Across these entries, work out how many lines carry the string "clicks", and give only that number.

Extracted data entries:

↓

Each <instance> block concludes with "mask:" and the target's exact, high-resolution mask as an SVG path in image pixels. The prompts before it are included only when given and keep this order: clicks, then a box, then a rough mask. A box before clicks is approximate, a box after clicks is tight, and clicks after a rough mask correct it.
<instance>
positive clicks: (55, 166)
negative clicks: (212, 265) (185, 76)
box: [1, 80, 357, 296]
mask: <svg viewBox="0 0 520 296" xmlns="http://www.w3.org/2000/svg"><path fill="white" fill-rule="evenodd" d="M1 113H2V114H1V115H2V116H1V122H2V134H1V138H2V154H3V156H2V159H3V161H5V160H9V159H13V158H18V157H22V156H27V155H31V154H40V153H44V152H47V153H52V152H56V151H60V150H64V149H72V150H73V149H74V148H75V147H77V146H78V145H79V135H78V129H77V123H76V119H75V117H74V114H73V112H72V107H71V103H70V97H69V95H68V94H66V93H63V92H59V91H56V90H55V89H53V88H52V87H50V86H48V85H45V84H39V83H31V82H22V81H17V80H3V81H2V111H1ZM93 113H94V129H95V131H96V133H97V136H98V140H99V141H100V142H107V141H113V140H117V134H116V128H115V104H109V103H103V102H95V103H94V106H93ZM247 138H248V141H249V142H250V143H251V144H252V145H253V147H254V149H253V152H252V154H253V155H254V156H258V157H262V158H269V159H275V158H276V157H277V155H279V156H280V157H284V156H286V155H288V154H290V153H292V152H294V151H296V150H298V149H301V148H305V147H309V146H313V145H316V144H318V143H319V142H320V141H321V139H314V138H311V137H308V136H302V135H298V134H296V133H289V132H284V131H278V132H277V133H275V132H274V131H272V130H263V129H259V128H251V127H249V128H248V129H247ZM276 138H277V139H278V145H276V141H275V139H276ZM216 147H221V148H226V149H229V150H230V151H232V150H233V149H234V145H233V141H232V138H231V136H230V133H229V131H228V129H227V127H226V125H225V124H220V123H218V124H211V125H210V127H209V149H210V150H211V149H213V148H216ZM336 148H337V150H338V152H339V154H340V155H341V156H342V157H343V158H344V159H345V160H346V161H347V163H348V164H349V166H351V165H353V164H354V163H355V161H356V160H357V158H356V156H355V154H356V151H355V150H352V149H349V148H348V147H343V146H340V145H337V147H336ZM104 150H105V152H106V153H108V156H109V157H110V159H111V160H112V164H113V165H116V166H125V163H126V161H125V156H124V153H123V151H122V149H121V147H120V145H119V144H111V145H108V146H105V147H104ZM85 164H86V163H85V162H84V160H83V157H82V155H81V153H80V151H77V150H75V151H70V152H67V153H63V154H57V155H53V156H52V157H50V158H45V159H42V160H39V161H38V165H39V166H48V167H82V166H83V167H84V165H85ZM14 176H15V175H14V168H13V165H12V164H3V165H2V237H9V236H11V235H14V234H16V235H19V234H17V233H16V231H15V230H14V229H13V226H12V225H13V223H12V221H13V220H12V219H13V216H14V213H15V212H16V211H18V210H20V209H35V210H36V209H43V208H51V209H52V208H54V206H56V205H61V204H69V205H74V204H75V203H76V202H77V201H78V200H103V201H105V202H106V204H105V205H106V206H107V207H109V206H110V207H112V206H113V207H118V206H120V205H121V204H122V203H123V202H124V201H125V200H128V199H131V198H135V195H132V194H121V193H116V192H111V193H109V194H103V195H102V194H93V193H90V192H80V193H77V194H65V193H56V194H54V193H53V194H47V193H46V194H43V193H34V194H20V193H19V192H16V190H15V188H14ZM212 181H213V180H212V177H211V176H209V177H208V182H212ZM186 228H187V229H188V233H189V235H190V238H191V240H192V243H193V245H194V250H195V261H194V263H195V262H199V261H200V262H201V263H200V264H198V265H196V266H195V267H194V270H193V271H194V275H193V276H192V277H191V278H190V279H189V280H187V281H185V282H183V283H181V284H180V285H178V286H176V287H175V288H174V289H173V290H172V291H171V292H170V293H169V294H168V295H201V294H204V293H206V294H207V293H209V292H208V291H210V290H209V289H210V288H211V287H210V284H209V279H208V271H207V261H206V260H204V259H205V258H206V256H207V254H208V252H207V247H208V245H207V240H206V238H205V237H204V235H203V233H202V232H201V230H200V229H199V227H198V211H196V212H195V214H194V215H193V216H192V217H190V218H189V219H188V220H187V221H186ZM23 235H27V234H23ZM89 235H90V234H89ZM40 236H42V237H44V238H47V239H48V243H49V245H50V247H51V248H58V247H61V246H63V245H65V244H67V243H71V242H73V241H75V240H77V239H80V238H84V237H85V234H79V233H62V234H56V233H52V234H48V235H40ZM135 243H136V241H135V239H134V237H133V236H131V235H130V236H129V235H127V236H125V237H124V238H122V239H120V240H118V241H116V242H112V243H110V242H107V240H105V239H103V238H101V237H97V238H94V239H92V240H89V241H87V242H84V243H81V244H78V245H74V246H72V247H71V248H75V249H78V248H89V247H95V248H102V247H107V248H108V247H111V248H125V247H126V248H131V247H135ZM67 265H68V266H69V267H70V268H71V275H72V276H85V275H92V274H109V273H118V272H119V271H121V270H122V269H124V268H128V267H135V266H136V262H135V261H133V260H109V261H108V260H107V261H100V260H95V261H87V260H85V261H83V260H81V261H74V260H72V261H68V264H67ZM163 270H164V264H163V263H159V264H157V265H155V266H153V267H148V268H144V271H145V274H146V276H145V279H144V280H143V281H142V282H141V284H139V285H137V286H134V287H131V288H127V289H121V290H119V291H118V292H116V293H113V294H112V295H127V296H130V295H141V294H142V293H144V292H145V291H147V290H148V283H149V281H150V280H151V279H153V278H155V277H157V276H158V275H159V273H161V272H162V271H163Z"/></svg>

↑

▸ Solution to the problem:
3